[Collected data]
-=-=-

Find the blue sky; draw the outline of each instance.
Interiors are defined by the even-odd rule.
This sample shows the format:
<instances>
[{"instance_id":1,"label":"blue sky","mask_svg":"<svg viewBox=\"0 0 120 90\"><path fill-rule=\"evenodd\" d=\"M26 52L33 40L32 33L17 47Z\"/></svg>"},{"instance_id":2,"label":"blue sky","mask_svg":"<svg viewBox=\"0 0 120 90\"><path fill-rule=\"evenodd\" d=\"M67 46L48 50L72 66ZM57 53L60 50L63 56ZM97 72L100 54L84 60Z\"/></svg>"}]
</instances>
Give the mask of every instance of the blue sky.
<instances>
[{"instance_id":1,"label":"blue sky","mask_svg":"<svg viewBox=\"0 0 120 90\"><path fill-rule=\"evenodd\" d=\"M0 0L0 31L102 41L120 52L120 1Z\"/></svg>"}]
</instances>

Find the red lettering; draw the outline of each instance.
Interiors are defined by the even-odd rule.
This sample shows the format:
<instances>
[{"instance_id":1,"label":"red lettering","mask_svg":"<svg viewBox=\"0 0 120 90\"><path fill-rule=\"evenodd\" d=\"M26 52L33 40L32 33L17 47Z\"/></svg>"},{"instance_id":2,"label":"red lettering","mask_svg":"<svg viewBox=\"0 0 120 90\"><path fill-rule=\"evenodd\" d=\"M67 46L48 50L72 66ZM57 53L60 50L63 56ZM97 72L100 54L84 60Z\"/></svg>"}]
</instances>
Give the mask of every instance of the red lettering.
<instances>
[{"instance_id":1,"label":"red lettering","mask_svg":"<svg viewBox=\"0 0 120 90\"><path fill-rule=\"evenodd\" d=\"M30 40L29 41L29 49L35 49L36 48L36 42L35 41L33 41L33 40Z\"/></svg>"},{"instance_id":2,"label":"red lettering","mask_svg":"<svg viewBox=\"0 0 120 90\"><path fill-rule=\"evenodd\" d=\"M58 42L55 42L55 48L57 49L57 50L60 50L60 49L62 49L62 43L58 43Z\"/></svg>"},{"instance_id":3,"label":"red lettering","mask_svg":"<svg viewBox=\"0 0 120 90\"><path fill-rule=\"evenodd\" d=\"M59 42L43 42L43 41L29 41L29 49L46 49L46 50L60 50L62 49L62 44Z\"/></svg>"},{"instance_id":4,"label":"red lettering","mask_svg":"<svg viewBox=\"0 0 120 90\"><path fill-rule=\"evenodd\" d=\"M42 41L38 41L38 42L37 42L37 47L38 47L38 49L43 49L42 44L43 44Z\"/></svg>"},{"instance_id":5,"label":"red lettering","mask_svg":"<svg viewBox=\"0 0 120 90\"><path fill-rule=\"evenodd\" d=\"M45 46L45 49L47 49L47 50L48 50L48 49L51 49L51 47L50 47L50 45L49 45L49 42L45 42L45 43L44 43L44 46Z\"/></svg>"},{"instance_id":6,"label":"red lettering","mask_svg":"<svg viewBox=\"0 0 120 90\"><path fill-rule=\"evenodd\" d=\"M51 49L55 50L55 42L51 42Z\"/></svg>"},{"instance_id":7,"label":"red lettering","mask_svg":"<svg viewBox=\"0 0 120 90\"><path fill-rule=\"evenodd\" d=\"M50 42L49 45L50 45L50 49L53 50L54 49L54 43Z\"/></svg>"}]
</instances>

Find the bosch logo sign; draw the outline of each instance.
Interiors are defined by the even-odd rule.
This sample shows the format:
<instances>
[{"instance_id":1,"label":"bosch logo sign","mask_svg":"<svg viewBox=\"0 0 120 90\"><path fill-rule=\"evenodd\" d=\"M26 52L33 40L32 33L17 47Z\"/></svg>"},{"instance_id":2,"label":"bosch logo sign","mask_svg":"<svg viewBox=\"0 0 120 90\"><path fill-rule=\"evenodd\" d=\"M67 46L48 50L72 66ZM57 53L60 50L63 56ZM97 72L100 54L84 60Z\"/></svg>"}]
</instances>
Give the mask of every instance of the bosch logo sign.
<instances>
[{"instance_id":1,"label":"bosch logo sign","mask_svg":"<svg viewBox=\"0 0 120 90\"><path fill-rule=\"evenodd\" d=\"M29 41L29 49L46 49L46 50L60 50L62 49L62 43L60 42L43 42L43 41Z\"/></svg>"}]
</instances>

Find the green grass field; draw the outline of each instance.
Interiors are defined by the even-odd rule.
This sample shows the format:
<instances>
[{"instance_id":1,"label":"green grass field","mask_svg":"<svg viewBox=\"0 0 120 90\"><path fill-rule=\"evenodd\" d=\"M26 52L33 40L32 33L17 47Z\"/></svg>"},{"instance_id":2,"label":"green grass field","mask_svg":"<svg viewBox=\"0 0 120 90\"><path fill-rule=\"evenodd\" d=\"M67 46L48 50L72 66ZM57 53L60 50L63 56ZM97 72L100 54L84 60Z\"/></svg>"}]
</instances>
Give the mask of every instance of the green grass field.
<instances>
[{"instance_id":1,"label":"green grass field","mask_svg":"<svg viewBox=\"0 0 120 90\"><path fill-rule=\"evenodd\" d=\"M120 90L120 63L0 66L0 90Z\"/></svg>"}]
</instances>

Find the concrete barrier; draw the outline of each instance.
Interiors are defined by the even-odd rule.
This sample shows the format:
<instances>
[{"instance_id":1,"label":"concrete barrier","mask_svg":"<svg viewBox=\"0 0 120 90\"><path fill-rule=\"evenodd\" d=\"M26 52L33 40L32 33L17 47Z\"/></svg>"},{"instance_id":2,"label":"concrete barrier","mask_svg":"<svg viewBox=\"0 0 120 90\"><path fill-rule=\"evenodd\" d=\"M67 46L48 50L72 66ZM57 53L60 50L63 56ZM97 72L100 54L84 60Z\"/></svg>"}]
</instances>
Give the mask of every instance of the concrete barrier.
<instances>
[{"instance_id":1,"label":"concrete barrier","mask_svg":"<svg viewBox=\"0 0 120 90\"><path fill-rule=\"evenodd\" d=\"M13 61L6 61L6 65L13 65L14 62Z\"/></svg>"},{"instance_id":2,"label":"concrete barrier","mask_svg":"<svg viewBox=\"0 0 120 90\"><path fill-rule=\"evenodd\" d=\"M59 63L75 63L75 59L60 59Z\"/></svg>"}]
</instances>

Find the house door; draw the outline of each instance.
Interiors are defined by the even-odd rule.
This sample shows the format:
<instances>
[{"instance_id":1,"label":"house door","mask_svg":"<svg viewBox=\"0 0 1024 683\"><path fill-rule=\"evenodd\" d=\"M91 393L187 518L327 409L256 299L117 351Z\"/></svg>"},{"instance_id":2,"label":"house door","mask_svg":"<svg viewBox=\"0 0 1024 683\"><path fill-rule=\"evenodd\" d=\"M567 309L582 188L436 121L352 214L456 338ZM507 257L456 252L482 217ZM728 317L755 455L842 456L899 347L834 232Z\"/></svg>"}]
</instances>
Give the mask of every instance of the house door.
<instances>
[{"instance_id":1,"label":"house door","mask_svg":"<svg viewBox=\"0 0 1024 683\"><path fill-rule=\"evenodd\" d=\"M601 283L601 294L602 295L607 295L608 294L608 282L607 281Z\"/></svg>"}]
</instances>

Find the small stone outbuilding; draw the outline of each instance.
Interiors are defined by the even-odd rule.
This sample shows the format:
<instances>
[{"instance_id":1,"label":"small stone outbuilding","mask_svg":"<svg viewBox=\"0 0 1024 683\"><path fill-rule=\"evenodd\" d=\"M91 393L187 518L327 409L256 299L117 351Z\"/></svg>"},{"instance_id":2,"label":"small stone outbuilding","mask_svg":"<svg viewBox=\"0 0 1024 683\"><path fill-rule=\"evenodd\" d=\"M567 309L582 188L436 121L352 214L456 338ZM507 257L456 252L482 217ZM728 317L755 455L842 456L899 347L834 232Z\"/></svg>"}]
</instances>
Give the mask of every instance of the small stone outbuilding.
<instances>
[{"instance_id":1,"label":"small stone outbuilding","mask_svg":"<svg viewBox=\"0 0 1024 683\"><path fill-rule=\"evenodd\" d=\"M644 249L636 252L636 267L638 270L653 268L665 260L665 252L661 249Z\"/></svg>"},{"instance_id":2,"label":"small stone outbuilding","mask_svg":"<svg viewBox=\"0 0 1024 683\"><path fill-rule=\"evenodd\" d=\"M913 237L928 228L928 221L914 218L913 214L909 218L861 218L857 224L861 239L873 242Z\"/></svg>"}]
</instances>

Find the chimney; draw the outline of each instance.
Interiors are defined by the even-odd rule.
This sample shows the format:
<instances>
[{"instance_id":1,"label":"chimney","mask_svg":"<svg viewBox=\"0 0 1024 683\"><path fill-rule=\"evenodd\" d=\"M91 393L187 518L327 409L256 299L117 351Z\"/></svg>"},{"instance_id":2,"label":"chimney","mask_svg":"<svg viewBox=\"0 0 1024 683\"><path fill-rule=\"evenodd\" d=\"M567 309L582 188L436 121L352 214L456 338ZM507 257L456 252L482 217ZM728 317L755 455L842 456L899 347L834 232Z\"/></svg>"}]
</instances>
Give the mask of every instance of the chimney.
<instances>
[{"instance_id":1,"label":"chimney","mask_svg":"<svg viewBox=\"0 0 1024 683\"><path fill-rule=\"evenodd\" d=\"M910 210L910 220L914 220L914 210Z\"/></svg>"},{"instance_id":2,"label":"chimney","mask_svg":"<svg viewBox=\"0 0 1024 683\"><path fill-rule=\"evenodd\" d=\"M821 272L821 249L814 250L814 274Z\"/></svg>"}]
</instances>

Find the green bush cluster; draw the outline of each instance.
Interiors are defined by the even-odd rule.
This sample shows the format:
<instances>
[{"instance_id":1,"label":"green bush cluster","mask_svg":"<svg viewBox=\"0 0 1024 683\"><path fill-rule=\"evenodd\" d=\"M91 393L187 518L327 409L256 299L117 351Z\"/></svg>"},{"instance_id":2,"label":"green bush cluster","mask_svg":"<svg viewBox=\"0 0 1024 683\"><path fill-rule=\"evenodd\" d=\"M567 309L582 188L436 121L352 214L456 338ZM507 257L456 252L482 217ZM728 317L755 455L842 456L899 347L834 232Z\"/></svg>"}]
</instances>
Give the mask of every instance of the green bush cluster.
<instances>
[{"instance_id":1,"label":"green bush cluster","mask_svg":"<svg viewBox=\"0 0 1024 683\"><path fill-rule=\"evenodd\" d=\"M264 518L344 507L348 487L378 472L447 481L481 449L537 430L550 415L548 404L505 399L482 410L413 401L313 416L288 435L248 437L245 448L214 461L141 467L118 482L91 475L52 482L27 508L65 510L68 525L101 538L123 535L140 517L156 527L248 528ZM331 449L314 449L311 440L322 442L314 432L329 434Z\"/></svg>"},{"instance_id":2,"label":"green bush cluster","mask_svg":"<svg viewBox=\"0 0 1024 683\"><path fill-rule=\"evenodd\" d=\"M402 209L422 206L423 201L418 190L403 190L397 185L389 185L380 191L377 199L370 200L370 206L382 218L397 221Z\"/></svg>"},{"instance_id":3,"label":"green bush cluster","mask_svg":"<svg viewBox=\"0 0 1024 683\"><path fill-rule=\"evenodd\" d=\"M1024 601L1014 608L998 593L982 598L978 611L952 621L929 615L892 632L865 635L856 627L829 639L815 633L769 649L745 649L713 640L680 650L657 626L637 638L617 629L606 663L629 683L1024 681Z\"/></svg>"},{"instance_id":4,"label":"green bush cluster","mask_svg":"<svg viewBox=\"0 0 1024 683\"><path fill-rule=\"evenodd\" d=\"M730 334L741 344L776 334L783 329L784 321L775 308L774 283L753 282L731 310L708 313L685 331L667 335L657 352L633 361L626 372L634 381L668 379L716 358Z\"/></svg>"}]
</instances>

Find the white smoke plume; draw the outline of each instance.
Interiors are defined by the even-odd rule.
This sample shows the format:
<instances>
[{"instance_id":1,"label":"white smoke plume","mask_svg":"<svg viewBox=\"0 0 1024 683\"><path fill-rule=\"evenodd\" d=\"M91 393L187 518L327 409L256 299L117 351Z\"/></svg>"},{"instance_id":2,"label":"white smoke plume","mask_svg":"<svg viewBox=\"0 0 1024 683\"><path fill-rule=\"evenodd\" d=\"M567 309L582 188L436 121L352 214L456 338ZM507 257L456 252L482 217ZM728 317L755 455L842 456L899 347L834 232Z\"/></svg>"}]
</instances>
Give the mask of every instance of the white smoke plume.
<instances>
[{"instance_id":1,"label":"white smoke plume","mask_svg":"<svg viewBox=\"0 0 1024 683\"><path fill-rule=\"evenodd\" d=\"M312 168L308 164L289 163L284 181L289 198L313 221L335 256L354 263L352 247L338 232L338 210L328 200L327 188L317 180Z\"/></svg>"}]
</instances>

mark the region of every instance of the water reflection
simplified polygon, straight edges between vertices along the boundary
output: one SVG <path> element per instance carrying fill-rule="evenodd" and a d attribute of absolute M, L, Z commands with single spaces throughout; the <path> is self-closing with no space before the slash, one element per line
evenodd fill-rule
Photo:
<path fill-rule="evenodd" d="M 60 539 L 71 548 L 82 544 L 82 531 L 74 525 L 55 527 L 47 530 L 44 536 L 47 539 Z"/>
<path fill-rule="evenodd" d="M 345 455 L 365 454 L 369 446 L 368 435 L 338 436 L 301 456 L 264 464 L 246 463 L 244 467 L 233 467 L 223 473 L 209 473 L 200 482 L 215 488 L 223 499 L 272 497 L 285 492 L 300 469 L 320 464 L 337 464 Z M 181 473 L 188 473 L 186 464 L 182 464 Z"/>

-=-=-

Aim of the task: Answer with a single number: how many lines in the data above have the string "Find" in them?

Exercise response: 10